> _Problem to work on_
Everything in the listing that follows should be reproduced exactly except the pictures.
[Data for review Boundary: Start]
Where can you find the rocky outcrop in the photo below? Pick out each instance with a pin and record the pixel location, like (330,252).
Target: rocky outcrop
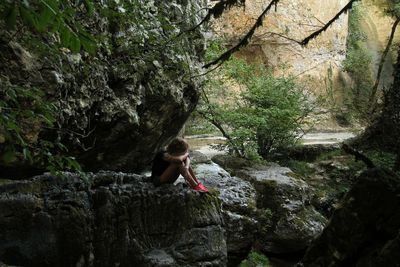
(238,208)
(118,106)
(111,219)
(263,206)
(364,230)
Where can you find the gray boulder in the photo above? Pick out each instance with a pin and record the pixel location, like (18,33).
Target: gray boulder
(364,230)
(120,105)
(113,219)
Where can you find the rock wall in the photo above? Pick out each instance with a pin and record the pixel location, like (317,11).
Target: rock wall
(273,43)
(113,219)
(121,104)
(364,230)
(294,20)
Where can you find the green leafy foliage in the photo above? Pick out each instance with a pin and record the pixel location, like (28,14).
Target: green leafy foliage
(259,113)
(23,115)
(51,16)
(358,64)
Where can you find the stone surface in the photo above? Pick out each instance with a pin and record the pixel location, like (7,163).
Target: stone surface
(293,221)
(118,106)
(238,207)
(364,230)
(114,219)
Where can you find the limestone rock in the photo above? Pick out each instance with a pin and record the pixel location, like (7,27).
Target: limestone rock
(118,106)
(113,219)
(294,222)
(238,207)
(364,230)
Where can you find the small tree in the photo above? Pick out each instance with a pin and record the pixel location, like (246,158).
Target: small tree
(259,113)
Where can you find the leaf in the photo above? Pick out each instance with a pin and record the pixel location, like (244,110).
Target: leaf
(75,44)
(87,41)
(10,17)
(27,154)
(89,7)
(28,17)
(9,156)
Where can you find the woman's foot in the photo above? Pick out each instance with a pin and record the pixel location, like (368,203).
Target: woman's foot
(201,188)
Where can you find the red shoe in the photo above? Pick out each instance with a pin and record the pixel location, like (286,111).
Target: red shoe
(201,188)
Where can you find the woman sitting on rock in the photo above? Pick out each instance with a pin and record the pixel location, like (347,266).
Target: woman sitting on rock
(169,164)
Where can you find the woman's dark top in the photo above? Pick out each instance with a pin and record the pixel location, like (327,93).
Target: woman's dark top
(159,164)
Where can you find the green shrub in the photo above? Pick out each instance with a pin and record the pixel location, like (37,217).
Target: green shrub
(24,114)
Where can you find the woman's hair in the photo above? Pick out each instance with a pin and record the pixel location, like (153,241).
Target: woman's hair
(177,146)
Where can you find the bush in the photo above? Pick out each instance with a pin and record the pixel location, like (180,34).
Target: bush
(256,111)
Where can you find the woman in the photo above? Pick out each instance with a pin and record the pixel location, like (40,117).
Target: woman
(169,164)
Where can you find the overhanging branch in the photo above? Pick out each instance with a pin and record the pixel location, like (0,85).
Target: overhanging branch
(245,40)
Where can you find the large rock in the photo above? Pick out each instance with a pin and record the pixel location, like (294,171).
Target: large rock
(113,219)
(364,230)
(294,222)
(121,104)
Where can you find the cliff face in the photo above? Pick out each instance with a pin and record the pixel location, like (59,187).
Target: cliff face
(295,20)
(319,64)
(122,103)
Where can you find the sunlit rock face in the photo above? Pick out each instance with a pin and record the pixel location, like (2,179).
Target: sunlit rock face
(118,106)
(112,219)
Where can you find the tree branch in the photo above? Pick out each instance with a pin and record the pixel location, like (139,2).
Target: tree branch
(382,61)
(316,33)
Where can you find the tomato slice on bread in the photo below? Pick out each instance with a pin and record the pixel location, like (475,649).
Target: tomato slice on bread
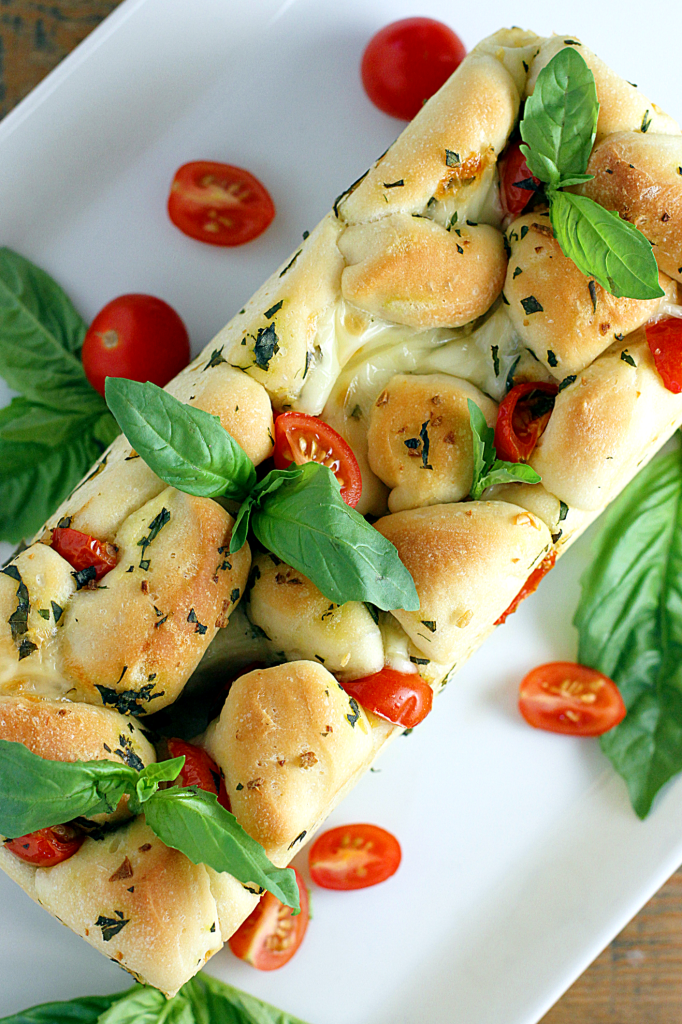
[Data for review Boundary: End]
> _Answer to this problem_
Where can you find the rocky outcrop in the photo below? Pick out each instance with a pin and record the pixel location, like (330,252).
Target: rocky outcrop
(238,208)
(118,106)
(111,219)
(263,206)
(364,230)
Where can you find the gray boulder in the photo above? Pick out each instance with a pin and record the pixel location, like (18,33).
Target: gray boulder
(364,230)
(120,105)
(113,219)
Where can you find the rock wall in the photo above? Pick out each instance with a pin and record the pixel location, like (317,11).
Target: rock wall
(273,43)
(113,219)
(121,104)
(364,230)
(294,20)
Where can you find the green leafy foliage in the photo above? Pick out each instance with a pin and record the pixel location, like (28,14).
Target: green leafy foliage
(259,113)
(23,115)
(51,16)
(358,64)
Where can you find the stone surface in the photo above? Pick out each instance with a pin and record the pixel location, like (7,163).
Target: stone surface
(293,221)
(118,106)
(238,207)
(364,230)
(114,219)
Where can you find the limestone rock in the photo above? Pick out each instance with a pin and record the pixel location, like (7,27).
Target: limestone rock
(118,106)
(113,219)
(294,222)
(238,207)
(364,230)
Where can you find the small tree in the photo above? Pick out each instance with a pin and record the pixel location, like (246,158).
Target: small tree
(259,113)
Where can you find the leaf in the photo above? Pick out each instance with a pin and record the pixel location, like (244,110).
Target: leaf
(75,44)
(87,41)
(10,17)
(27,154)
(89,7)
(28,17)
(9,156)
Where can you find the woman's foot in the photo above? Pick out each instance with a pin and record the pixel location, like (368,203).
Target: woman's foot
(201,188)
Where can you find the red shoe in the photo above? Pick out each instance with a pin and record the pixel location, like (286,111).
Target: red shoe
(201,188)
Where can you find the woman sitting on rock in the photo above? Pick out each instance with a pin and record the pixel location, like (347,266).
Target: woman sitting on rock
(169,164)
Where can you find the woman's dark top in the photo above? Pick out each instance with a pin and record the pixel location, like (327,93).
Target: woman's dark top
(159,164)
Where can you find the green shrub in the photo above? Pick out each instance with a pin and record the pixel location, like (37,217).
Target: green shrub
(24,114)
Where can you find the woman's hair in the photo above? Pick out each instance with a pin and record the pixel location, like (153,241).
Target: woman's hair
(177,146)
Where can you find the bush in the photo above? Pick out each instance with a pin and record the pixel location, like (180,34).
Target: bush
(256,111)
Where can you find the woman in the photo above? Pick out each instance with a pin and record the pixel location, like (40,117).
Target: woman
(169,164)
Where can you find the overhanging branch in the photo above? Pick out each instance with a pin and record the pixel location, like (0,85).
Target: overhanging branch
(245,40)
Where can you find the large rock in the photo above? Pick out each instance with a pin and record the pixel location, like (294,171).
Target: large rock
(113,219)
(364,230)
(294,222)
(121,104)
Where can you find the cliff face in the photo above? Pick out each instance with a pin and record the pixel location, like (59,187).
Target: cliff face
(295,20)
(319,64)
(122,103)
Where can you find the sunlit rock face in the photo above? Pick out each instance with a pin and record the pixel location, like (2,179).
Target: sunlit rock face
(118,106)
(112,219)
Where can you find the tree branch in the photo above? Pick out each instance with a pin and record the pixel location, like (139,2).
Target: tree branch
(382,61)
(316,33)
Where can you find the tomato slice on bread in the photo below? Pick out each instance with a pin and record the pixel location, like (475,649).
Target: tomato slice on bread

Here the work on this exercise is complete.